──────── Task inputs ────────

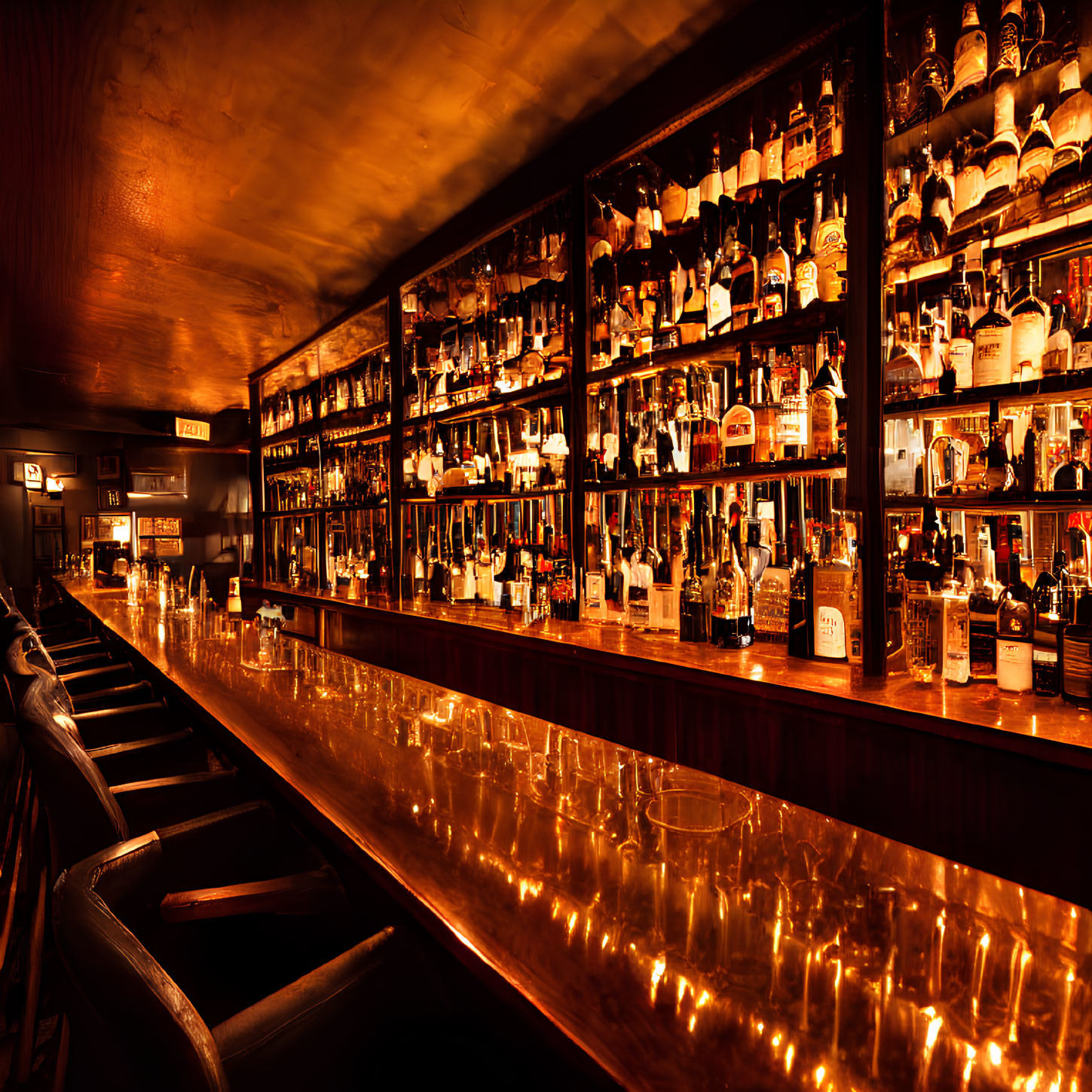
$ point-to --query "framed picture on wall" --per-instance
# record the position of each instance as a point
(109, 467)
(45, 517)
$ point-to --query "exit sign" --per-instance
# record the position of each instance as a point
(187, 430)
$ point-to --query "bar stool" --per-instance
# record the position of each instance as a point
(136, 1026)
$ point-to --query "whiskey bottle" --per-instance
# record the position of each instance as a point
(1036, 153)
(993, 345)
(961, 338)
(800, 139)
(1058, 357)
(931, 78)
(824, 115)
(1016, 632)
(968, 68)
(805, 272)
(1029, 331)
(905, 214)
(1009, 35)
(1002, 153)
(938, 206)
(1082, 340)
(775, 268)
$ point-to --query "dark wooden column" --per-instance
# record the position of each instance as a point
(864, 185)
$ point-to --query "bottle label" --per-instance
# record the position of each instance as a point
(772, 161)
(1056, 359)
(960, 357)
(1029, 343)
(1014, 665)
(970, 63)
(993, 356)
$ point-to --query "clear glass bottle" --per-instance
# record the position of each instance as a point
(1009, 35)
(968, 68)
(1029, 330)
(1016, 632)
(931, 78)
(1082, 338)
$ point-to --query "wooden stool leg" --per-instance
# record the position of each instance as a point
(27, 1028)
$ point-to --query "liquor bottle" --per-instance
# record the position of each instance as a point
(830, 248)
(772, 170)
(1009, 35)
(993, 345)
(745, 273)
(1016, 632)
(1029, 331)
(775, 269)
(961, 338)
(710, 191)
(824, 393)
(931, 78)
(800, 145)
(824, 115)
(1072, 121)
(1002, 153)
(1058, 357)
(805, 272)
(800, 636)
(1036, 153)
(751, 168)
(1082, 340)
(905, 213)
(968, 67)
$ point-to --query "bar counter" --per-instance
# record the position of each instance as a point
(684, 931)
(821, 684)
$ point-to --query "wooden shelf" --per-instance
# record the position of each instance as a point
(540, 392)
(461, 495)
(814, 320)
(746, 472)
(977, 399)
(1062, 500)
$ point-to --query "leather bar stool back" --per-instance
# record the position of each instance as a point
(130, 1021)
(83, 812)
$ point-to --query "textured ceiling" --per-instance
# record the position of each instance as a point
(191, 187)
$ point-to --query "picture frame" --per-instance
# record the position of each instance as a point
(48, 517)
(109, 467)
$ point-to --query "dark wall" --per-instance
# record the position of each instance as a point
(214, 513)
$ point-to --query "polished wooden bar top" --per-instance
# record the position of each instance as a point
(1026, 720)
(684, 931)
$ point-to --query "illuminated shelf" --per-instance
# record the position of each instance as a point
(1067, 500)
(457, 496)
(746, 472)
(540, 392)
(977, 399)
(812, 320)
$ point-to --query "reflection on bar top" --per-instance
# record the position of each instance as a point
(686, 931)
(977, 703)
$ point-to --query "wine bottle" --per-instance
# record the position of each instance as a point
(1058, 357)
(824, 115)
(1029, 331)
(1009, 35)
(931, 78)
(993, 345)
(961, 338)
(968, 67)
(1082, 340)
(905, 214)
(1002, 153)
(1016, 632)
(775, 270)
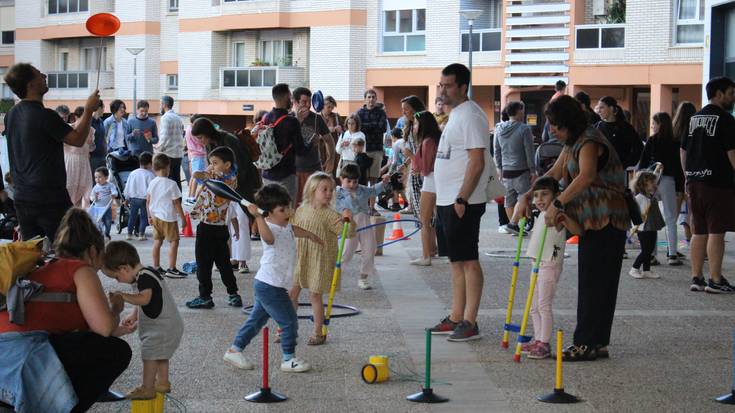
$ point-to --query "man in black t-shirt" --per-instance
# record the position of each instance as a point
(708, 160)
(36, 137)
(288, 139)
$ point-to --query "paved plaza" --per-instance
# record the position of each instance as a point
(671, 349)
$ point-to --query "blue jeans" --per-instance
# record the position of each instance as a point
(138, 215)
(270, 302)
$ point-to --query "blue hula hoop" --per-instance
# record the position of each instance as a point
(385, 244)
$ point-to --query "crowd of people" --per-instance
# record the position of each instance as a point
(310, 177)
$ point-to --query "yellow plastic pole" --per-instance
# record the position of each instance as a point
(513, 280)
(336, 275)
(529, 298)
(559, 384)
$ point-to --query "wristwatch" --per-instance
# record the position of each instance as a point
(558, 205)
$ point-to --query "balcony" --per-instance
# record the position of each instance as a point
(78, 84)
(484, 40)
(600, 36)
(258, 79)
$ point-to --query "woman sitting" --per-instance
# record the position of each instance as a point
(82, 333)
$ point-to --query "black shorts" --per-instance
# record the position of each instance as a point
(462, 234)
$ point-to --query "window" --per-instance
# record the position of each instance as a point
(172, 82)
(689, 22)
(67, 6)
(90, 56)
(277, 52)
(9, 37)
(238, 54)
(404, 30)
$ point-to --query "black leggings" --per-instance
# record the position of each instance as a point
(210, 249)
(648, 246)
(92, 363)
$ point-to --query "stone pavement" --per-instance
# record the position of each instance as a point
(671, 349)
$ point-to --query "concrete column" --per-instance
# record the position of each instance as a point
(661, 99)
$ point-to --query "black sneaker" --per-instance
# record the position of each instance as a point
(446, 326)
(234, 300)
(698, 284)
(175, 273)
(513, 228)
(723, 287)
(200, 302)
(465, 332)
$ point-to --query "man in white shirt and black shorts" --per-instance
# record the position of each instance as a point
(461, 176)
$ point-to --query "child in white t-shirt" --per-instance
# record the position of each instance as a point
(545, 190)
(274, 278)
(164, 207)
(136, 192)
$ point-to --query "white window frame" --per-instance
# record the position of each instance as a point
(234, 54)
(77, 2)
(397, 32)
(277, 48)
(698, 20)
(172, 81)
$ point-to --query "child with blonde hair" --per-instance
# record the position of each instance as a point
(315, 264)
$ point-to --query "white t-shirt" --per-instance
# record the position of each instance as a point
(137, 184)
(279, 259)
(163, 192)
(466, 129)
(554, 246)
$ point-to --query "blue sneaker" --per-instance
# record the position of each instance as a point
(200, 302)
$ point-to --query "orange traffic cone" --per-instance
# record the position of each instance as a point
(397, 232)
(187, 232)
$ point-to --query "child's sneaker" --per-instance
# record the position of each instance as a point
(200, 302)
(698, 284)
(722, 287)
(295, 365)
(650, 274)
(541, 351)
(364, 284)
(234, 300)
(237, 359)
(527, 347)
(175, 273)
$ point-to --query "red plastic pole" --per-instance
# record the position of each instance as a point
(265, 357)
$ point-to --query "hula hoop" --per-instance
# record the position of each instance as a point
(353, 311)
(405, 237)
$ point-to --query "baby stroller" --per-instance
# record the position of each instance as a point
(121, 164)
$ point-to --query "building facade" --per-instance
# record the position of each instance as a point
(215, 56)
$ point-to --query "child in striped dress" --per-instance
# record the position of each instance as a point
(315, 264)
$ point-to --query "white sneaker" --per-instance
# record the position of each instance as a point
(295, 365)
(422, 262)
(237, 359)
(364, 284)
(650, 274)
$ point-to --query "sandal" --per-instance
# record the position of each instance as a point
(579, 353)
(317, 340)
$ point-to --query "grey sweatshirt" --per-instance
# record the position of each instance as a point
(513, 146)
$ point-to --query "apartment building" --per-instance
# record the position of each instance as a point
(220, 57)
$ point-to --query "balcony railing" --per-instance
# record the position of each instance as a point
(261, 76)
(68, 80)
(483, 40)
(600, 36)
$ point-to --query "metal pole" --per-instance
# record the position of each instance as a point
(469, 88)
(135, 82)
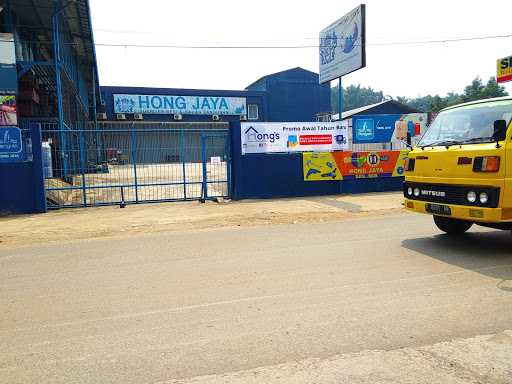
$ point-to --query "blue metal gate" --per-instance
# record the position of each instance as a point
(136, 163)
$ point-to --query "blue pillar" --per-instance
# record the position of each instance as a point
(58, 83)
(37, 164)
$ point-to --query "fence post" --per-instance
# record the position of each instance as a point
(37, 165)
(228, 164)
(134, 159)
(204, 194)
(182, 155)
(83, 165)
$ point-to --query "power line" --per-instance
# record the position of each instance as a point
(307, 46)
(183, 46)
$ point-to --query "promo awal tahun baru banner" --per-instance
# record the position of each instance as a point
(293, 137)
(353, 165)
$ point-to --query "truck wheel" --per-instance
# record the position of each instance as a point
(452, 226)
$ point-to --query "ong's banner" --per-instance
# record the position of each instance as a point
(293, 137)
(8, 71)
(387, 128)
(353, 165)
(189, 105)
(342, 46)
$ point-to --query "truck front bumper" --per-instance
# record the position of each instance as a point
(469, 213)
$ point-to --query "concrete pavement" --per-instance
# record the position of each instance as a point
(154, 308)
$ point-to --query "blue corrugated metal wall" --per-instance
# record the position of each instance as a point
(294, 95)
(22, 184)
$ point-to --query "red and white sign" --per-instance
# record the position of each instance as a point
(315, 139)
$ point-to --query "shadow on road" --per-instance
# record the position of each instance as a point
(488, 253)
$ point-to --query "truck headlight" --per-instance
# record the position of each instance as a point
(471, 196)
(484, 198)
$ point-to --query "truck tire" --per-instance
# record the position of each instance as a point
(452, 226)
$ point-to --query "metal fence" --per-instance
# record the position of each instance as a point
(120, 163)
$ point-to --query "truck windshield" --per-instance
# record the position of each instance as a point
(467, 124)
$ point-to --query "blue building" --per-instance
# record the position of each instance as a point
(52, 76)
(294, 95)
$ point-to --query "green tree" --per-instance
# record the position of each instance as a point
(355, 96)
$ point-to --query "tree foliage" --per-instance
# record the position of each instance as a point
(357, 96)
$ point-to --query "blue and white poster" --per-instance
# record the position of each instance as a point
(11, 147)
(387, 128)
(185, 105)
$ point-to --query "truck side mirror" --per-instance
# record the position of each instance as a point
(500, 130)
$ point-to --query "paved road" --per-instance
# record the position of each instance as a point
(152, 308)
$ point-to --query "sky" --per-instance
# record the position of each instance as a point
(409, 70)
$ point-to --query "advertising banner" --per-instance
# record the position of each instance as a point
(8, 114)
(293, 137)
(11, 149)
(387, 128)
(504, 70)
(353, 165)
(342, 46)
(189, 105)
(8, 71)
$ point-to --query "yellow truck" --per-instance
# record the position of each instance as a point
(461, 169)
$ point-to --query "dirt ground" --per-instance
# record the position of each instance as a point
(85, 223)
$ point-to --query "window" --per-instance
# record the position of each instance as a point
(252, 110)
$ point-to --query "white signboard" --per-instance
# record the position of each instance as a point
(342, 46)
(293, 137)
(190, 105)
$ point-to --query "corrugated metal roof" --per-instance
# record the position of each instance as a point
(358, 111)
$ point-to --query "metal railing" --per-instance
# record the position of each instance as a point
(135, 163)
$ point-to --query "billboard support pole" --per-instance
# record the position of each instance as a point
(340, 98)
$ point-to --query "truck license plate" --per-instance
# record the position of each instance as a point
(438, 209)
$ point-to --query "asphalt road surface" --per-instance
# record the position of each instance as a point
(152, 308)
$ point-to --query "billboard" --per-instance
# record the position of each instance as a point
(504, 70)
(11, 148)
(387, 128)
(342, 46)
(293, 137)
(190, 105)
(8, 71)
(353, 165)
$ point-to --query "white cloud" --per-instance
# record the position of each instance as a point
(408, 70)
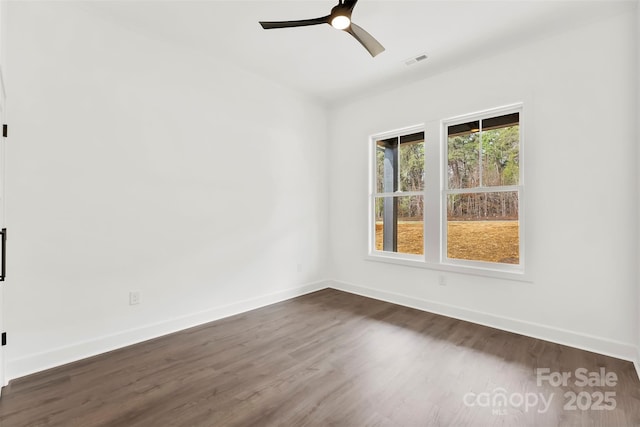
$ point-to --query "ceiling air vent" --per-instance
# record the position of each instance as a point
(415, 59)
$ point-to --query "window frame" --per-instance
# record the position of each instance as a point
(373, 194)
(434, 193)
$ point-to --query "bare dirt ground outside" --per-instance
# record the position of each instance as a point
(492, 241)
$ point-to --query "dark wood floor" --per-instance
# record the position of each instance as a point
(328, 358)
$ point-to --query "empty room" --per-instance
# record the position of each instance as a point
(320, 212)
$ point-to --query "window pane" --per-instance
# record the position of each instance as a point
(463, 151)
(484, 227)
(412, 162)
(387, 165)
(399, 224)
(501, 155)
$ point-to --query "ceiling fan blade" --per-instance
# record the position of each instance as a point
(288, 24)
(371, 44)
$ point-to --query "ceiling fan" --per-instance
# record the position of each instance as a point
(339, 18)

────────

The task:
Copy, from the material, each line that holds the string "picture".

Task response:
$ point-to --query "framed picture on wall" --per-instance
$ point-to --query "picture frame" --per-instance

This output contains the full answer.